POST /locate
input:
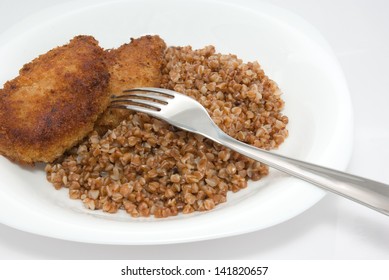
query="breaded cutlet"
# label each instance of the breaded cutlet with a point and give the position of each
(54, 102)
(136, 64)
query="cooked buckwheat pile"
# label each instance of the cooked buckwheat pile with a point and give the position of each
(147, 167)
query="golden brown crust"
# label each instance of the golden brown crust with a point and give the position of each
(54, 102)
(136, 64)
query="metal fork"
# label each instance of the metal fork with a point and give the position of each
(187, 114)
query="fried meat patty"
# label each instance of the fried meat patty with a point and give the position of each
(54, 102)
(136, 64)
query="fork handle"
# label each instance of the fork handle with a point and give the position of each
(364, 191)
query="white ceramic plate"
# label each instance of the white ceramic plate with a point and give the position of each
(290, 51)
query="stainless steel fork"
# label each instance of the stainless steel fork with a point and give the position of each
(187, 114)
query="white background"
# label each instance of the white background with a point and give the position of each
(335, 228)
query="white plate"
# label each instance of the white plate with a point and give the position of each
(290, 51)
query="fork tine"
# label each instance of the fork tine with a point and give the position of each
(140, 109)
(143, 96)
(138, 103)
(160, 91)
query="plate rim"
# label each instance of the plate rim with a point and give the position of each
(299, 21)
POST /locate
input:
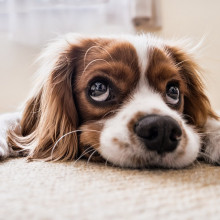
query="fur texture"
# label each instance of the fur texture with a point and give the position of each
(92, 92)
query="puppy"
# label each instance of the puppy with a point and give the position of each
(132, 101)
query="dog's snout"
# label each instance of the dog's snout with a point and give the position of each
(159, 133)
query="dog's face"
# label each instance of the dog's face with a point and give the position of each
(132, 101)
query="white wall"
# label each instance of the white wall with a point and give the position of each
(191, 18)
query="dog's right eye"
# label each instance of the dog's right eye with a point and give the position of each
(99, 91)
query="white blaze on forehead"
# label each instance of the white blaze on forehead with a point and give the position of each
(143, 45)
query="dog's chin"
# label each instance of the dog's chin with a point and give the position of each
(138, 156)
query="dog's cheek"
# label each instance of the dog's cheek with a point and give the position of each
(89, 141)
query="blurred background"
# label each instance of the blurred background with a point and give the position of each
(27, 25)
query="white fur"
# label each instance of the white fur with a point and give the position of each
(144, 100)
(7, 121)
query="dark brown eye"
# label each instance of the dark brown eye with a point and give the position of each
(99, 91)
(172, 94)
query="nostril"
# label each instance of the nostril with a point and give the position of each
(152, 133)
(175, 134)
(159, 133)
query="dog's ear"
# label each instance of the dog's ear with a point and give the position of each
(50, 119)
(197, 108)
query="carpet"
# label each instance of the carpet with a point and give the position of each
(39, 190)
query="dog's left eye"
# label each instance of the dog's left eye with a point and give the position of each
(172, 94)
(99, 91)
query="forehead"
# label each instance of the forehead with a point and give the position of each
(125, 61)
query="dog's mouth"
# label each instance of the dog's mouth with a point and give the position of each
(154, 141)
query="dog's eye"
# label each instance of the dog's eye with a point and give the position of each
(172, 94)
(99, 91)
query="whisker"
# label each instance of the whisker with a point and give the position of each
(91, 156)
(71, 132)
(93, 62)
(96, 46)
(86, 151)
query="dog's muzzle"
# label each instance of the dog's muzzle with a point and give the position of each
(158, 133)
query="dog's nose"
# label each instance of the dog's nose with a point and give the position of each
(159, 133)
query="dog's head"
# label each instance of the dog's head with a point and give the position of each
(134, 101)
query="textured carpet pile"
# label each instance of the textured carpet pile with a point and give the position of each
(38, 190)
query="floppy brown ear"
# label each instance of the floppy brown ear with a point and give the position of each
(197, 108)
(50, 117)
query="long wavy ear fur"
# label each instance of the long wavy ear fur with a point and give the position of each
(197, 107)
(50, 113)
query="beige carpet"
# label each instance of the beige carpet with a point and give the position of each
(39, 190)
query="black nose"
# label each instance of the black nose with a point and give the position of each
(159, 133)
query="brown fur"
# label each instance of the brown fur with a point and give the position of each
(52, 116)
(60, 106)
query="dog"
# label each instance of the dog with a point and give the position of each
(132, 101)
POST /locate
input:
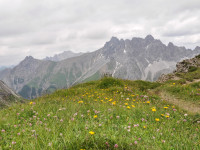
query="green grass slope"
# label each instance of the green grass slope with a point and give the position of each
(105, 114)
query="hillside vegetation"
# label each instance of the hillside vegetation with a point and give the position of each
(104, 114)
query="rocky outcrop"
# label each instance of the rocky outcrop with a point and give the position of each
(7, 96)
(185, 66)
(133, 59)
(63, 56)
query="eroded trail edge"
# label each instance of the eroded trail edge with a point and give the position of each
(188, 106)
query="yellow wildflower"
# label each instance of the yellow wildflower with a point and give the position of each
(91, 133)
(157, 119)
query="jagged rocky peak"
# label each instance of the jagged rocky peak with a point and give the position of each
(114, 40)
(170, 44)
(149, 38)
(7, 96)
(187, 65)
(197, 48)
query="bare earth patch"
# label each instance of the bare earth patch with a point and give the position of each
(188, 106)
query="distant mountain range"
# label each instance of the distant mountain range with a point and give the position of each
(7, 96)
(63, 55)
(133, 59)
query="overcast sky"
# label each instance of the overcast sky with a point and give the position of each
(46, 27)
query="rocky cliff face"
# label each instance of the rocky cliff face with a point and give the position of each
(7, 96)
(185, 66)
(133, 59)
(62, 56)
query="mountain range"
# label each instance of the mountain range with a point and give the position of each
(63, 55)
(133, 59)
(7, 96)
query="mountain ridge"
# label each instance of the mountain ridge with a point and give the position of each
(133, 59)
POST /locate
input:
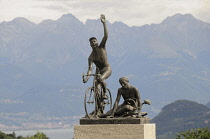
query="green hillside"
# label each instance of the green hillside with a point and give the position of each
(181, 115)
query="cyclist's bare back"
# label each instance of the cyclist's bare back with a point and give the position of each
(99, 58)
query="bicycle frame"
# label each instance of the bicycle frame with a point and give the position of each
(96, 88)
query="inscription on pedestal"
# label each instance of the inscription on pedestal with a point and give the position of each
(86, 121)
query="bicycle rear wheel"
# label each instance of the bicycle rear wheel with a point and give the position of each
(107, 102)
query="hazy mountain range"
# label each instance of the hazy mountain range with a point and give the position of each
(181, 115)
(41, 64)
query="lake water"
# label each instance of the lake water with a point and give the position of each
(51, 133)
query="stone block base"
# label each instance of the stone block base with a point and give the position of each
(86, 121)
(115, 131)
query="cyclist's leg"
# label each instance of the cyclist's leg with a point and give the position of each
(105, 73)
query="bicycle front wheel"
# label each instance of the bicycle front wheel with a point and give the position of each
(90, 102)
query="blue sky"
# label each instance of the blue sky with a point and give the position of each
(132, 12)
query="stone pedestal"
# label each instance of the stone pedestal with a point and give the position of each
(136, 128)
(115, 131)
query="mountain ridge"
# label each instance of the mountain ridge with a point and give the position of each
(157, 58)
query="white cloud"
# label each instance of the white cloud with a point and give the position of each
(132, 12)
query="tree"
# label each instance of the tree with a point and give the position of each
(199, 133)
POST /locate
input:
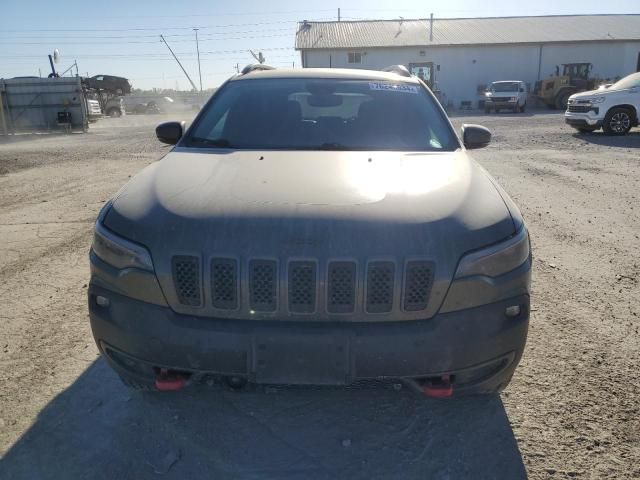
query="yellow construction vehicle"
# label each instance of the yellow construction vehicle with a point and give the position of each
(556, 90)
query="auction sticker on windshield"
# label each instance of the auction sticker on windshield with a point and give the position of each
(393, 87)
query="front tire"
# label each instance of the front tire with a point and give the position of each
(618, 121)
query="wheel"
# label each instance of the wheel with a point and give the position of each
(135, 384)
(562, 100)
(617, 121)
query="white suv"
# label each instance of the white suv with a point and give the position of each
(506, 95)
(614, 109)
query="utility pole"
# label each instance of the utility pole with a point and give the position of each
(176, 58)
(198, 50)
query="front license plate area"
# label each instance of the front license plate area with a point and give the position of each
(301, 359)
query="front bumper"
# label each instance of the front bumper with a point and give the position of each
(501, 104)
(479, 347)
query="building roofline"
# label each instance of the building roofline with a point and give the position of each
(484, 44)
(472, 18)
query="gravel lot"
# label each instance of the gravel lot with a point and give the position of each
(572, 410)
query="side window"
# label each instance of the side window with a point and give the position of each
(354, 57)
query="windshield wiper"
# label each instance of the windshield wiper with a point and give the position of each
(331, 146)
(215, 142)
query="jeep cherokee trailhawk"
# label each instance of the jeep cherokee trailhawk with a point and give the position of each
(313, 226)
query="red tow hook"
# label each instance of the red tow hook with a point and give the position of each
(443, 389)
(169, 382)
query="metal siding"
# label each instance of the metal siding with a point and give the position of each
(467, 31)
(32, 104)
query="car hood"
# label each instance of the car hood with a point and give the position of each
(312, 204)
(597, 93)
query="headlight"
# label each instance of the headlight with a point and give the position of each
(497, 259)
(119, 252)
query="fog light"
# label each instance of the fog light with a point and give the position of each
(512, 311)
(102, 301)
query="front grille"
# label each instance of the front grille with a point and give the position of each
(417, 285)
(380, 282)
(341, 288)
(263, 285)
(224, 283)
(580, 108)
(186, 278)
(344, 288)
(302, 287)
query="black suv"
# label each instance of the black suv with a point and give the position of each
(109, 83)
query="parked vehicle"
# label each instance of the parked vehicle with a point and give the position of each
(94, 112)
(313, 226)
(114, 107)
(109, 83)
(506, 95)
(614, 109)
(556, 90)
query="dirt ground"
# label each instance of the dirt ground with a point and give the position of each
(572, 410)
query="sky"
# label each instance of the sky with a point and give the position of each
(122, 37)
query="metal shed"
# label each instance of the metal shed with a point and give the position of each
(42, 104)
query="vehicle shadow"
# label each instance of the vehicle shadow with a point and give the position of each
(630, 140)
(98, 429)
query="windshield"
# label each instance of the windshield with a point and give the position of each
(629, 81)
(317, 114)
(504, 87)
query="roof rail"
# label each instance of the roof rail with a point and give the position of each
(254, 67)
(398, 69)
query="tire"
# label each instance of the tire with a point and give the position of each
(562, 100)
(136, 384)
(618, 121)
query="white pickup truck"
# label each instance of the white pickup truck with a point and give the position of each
----------------
Task brief: Pick out each line of the rows above that contains the string "shadow", matching case, and copy those lines in full.

Task solution:
query="vehicle shadow"
# label each instance of the vehicle shadow with a point and give the position of each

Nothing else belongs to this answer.